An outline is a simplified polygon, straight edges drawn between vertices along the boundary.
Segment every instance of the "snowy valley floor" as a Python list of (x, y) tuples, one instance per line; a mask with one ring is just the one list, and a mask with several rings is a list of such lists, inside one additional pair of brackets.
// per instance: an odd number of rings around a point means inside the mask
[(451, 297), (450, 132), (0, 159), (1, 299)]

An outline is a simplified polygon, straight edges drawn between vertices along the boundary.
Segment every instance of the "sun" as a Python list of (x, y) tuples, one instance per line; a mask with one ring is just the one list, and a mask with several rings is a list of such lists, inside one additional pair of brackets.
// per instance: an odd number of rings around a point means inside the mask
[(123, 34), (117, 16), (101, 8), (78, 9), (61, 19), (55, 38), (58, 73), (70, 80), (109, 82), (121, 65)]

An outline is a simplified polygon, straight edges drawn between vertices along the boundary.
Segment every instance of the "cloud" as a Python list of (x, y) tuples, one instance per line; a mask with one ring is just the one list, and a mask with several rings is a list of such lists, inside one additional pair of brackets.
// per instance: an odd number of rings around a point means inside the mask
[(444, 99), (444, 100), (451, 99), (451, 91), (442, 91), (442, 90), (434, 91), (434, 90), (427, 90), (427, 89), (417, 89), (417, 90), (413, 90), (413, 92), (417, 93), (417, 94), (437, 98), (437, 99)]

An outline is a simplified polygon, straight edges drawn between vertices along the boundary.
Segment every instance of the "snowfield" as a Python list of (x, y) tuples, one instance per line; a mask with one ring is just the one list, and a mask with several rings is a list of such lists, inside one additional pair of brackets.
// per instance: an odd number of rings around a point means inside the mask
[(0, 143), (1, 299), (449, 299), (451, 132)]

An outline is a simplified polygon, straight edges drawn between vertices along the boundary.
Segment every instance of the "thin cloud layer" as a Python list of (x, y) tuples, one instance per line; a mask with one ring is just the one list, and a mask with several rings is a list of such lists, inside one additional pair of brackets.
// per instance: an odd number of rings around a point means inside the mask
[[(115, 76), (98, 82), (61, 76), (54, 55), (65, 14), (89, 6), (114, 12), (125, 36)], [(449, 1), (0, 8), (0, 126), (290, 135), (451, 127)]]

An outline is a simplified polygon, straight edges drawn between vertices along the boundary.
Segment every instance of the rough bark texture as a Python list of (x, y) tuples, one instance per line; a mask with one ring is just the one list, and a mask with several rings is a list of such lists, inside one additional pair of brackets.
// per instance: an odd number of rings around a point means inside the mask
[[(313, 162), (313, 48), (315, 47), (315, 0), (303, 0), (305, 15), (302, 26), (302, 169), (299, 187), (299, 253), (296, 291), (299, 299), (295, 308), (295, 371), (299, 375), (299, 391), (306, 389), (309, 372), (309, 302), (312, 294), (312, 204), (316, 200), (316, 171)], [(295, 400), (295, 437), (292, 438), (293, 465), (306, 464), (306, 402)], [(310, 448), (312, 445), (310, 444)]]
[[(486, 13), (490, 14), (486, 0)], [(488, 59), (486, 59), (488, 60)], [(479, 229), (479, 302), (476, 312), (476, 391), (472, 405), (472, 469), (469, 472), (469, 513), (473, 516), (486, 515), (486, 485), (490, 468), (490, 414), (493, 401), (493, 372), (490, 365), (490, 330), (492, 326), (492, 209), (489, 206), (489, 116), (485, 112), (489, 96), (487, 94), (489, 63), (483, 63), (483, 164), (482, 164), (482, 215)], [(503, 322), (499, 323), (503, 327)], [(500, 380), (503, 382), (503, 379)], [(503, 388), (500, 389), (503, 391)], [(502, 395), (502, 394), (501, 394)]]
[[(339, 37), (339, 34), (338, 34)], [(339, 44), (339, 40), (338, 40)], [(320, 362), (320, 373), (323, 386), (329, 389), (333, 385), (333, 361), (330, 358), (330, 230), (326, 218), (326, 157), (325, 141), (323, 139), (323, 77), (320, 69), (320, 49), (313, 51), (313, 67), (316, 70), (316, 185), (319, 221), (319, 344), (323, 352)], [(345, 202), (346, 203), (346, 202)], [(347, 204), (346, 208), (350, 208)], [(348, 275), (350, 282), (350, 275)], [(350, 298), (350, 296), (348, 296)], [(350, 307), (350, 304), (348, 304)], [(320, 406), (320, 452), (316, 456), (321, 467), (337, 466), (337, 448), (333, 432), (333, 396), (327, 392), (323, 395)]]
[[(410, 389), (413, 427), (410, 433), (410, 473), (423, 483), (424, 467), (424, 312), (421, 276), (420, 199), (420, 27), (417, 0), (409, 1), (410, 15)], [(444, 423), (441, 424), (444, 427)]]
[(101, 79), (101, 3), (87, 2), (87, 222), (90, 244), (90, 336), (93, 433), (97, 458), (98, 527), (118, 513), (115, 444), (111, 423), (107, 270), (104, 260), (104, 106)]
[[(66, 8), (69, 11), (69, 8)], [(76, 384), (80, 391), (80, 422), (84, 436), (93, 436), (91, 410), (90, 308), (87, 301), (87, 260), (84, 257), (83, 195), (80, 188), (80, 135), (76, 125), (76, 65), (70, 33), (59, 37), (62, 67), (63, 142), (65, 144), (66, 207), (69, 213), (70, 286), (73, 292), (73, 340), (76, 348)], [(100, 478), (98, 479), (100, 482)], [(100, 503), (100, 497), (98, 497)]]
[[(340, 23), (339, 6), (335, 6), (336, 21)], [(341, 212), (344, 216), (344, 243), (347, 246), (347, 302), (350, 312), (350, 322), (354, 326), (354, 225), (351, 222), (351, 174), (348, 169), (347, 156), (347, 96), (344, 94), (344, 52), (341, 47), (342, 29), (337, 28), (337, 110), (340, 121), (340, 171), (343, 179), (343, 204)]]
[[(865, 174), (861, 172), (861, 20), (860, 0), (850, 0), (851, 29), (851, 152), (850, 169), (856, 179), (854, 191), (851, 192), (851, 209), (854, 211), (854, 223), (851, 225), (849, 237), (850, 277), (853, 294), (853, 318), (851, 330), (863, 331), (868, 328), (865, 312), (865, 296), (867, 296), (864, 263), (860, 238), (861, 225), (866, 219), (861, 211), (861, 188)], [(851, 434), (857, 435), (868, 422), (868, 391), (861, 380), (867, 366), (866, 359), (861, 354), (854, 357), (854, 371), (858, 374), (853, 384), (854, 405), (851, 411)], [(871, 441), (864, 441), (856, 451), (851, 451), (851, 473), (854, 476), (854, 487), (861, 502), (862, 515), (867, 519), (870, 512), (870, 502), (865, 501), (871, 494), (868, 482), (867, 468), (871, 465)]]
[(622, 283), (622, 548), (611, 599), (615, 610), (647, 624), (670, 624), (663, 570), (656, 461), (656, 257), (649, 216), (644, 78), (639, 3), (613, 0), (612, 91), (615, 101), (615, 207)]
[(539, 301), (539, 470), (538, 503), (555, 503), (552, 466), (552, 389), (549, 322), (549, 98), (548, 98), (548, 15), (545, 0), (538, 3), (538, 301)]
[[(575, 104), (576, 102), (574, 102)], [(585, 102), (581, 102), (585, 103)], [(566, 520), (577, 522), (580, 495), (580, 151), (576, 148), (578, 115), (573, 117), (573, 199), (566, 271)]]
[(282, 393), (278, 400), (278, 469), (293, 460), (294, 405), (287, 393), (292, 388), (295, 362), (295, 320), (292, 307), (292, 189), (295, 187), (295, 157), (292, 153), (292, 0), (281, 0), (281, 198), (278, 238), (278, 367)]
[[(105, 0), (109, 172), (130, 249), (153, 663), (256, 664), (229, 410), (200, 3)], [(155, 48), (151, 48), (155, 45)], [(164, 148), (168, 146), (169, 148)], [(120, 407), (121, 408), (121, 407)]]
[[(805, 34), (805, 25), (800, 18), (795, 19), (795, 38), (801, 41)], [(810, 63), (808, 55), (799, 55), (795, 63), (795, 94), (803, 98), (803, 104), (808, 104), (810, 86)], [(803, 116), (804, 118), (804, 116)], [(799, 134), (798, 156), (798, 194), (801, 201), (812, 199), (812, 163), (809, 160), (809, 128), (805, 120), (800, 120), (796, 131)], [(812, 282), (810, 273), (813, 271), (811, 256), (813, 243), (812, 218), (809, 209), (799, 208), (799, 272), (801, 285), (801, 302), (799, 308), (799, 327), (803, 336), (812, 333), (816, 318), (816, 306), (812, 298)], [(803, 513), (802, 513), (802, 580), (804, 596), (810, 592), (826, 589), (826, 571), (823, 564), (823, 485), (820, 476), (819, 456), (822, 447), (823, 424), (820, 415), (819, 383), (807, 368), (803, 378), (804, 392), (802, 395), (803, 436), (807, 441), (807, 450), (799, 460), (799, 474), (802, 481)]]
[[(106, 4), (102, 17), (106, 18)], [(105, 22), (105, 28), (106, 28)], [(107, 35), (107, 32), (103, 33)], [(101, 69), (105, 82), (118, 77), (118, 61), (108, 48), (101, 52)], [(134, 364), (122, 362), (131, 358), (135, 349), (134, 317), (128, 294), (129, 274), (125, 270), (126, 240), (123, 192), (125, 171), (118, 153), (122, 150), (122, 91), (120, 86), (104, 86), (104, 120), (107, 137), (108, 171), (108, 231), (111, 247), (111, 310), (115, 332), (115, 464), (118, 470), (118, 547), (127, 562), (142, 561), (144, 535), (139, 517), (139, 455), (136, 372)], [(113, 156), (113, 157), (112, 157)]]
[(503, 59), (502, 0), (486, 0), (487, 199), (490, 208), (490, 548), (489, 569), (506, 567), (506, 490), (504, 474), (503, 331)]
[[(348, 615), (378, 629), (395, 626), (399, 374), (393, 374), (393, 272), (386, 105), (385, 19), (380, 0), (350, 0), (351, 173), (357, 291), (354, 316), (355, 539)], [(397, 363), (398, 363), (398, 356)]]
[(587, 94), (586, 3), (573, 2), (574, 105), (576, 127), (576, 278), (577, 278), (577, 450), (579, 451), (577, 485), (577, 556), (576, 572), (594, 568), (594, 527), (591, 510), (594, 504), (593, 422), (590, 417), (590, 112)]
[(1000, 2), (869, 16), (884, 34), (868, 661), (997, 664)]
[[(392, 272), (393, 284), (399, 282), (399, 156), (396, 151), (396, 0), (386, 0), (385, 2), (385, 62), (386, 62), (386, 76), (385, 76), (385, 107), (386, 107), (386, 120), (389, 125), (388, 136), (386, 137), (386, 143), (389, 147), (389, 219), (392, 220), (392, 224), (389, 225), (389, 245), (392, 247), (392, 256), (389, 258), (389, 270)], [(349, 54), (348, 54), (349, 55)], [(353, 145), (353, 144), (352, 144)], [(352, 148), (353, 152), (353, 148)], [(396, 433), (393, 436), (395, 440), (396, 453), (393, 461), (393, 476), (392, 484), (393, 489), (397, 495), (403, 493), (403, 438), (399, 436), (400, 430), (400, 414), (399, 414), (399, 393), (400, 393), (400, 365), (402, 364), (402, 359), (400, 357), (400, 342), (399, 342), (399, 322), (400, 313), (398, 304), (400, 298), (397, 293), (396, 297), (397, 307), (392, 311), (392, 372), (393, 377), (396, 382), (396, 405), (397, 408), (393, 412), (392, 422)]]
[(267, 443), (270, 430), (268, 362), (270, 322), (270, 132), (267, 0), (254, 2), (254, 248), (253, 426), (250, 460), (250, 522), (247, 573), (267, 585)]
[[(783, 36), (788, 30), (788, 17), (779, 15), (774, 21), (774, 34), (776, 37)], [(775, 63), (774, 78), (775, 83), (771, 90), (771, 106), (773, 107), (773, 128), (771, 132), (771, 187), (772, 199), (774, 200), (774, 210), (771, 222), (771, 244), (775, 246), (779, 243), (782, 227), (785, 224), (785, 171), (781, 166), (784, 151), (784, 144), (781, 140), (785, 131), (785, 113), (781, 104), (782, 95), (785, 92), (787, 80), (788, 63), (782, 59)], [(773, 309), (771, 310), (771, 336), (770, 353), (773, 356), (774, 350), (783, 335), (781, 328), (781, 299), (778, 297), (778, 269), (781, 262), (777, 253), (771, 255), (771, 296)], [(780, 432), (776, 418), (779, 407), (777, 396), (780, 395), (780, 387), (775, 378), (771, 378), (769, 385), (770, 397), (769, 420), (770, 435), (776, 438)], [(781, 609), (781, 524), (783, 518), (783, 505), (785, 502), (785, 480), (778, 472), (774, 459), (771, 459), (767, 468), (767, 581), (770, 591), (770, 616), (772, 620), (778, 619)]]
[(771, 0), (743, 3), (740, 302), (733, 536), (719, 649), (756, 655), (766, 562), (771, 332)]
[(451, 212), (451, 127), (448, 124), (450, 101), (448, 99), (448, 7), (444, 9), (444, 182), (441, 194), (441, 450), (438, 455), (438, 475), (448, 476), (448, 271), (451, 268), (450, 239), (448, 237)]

Given task:
Render everything from the start of the entries above down to the line containing "[(451, 297), (450, 132), (0, 159), (1, 299)]" as a JSON list of strings, one string per line, leaving out blank lines.

Exercise result:
[
  "An outline is a simplified polygon, straight edges drawn between vertices along the boundary.",
  "Segment every instance of the \"snowy valley floor\" as a Python list of (x, y) tuples, one instance per line; a mask with one ring is just the one list, and a mask with several rings is a list of such lists, inside one additional pair of brackets.",
  "// per instance: an odd number of rings around a point means inside the mask",
  "[(451, 297), (450, 132), (0, 159), (1, 299)]"
]